**Task statement**
Could you repeat the rows below word for word, from the line containing "Subject = grass field with mowing stripe" through the end of the rows, inclusive?

**Records to process**
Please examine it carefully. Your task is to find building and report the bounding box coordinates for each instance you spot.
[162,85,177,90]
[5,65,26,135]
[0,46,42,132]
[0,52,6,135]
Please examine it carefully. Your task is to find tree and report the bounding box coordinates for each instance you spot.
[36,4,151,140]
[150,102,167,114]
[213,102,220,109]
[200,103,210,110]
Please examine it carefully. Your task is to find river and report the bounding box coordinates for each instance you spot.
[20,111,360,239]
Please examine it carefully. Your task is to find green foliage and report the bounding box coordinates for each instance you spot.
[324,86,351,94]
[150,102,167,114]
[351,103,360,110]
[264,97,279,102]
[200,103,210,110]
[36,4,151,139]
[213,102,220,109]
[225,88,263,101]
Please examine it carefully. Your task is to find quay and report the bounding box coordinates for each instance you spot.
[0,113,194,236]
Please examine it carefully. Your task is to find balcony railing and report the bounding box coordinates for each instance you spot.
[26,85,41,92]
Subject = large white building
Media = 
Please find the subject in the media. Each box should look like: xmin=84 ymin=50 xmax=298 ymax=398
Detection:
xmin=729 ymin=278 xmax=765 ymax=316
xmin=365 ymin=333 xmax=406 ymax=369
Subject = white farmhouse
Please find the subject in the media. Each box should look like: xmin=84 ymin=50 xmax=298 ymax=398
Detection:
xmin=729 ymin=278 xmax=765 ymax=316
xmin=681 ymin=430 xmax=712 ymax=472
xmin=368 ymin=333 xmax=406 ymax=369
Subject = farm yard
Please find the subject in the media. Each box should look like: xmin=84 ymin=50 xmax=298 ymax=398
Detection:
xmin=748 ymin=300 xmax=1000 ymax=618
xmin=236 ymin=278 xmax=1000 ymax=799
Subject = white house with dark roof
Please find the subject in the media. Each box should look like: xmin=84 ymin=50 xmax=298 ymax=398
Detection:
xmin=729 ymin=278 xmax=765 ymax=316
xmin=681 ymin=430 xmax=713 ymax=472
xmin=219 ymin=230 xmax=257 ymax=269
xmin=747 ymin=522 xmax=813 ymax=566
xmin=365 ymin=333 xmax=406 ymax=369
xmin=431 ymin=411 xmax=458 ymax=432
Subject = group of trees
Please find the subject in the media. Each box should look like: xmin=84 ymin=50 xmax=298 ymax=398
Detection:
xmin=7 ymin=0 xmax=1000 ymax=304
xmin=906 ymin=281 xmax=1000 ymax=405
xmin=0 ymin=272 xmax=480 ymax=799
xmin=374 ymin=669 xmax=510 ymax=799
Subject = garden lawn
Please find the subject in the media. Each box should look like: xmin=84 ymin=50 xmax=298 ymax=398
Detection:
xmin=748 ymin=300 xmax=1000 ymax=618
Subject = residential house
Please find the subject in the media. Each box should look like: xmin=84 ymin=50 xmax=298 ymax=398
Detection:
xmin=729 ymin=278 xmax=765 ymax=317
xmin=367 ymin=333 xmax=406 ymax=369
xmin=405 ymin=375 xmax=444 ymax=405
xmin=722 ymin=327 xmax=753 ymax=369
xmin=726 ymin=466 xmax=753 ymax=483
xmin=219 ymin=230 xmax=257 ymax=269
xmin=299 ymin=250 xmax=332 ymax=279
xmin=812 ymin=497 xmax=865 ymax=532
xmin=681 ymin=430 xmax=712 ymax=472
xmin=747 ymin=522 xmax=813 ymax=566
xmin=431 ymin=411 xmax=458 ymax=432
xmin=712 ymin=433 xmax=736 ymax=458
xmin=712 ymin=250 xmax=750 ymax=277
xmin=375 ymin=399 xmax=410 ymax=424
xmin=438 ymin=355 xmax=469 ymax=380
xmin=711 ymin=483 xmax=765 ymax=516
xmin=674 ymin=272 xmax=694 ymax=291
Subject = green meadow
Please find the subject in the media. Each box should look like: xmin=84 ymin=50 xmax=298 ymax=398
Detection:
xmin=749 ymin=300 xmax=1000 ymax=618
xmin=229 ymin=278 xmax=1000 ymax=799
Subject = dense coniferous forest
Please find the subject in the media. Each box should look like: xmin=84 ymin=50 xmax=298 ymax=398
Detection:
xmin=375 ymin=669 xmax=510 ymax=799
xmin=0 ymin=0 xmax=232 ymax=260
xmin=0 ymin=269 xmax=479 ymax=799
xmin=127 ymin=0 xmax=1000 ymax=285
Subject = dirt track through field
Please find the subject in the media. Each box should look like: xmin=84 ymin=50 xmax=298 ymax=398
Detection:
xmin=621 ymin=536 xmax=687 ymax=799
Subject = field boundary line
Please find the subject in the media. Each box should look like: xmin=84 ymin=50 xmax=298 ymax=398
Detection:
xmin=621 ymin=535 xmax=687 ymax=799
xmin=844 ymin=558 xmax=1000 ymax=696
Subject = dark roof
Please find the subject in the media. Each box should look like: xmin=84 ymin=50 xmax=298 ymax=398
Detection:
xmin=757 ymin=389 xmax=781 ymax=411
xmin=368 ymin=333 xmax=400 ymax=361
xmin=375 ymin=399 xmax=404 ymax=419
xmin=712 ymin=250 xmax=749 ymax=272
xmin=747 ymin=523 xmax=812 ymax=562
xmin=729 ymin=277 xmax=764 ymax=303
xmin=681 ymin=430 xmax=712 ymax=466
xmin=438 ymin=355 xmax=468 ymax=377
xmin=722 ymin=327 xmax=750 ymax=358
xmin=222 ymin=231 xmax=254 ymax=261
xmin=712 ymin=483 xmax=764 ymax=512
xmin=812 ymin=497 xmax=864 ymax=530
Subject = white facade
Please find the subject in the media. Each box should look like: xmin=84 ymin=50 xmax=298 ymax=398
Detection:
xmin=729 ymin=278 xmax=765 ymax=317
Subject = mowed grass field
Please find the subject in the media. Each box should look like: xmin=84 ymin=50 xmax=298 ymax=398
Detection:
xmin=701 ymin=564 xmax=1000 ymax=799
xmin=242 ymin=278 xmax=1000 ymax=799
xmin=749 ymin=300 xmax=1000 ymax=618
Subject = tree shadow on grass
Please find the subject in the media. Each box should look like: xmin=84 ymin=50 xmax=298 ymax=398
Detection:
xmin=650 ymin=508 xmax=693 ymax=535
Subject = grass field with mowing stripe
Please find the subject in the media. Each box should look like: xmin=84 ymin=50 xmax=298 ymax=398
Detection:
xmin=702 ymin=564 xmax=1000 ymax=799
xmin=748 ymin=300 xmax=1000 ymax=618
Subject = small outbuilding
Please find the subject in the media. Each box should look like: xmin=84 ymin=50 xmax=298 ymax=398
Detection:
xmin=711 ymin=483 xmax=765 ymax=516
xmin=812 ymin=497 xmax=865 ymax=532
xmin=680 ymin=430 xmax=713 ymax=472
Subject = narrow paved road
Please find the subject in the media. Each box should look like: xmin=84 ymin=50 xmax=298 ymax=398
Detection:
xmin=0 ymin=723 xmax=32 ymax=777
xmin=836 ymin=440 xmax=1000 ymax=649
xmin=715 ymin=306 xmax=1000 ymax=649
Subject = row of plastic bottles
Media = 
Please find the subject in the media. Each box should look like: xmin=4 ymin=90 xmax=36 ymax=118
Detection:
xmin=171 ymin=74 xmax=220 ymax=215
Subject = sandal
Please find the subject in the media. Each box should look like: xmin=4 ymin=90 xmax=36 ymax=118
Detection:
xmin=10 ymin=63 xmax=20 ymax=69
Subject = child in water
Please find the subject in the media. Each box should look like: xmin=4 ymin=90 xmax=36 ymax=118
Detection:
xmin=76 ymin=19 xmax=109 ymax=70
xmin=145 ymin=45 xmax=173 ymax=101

**Answer**
Subject = grass field with mowing stripe
Please find the subject in the media. Each box should look like: xmin=84 ymin=50 xmax=298 ymax=398
Detection:
xmin=702 ymin=564 xmax=1000 ymax=799
xmin=748 ymin=300 xmax=1000 ymax=618
Subject = small outbuilding
Please find the subject in the media. Each box should look like: xmin=84 ymin=50 xmax=298 ymax=398
Detection:
xmin=711 ymin=483 xmax=765 ymax=516
xmin=812 ymin=497 xmax=865 ymax=532
xmin=680 ymin=430 xmax=713 ymax=472
Subject = narrow paved road
Please find the subject in the media. Each box should look like: xmin=84 ymin=50 xmax=298 ymax=398
Detection:
xmin=0 ymin=723 xmax=32 ymax=777
xmin=836 ymin=440 xmax=1000 ymax=649
xmin=715 ymin=306 xmax=1000 ymax=649
Subject = row of plastic bottles
Media = 
Please find the subject in the media. Each box should look like: xmin=4 ymin=90 xmax=36 ymax=118
Detection:
xmin=171 ymin=74 xmax=220 ymax=215
Subject = sandal
Please find the subject in the media. Each box should look like: xmin=4 ymin=90 xmax=36 ymax=118
Detection:
xmin=10 ymin=63 xmax=20 ymax=69
Subject = child in water
Please find the subject in the media. Each box should look like: xmin=4 ymin=90 xmax=36 ymax=118
Detection:
xmin=76 ymin=19 xmax=109 ymax=70
xmin=145 ymin=45 xmax=173 ymax=101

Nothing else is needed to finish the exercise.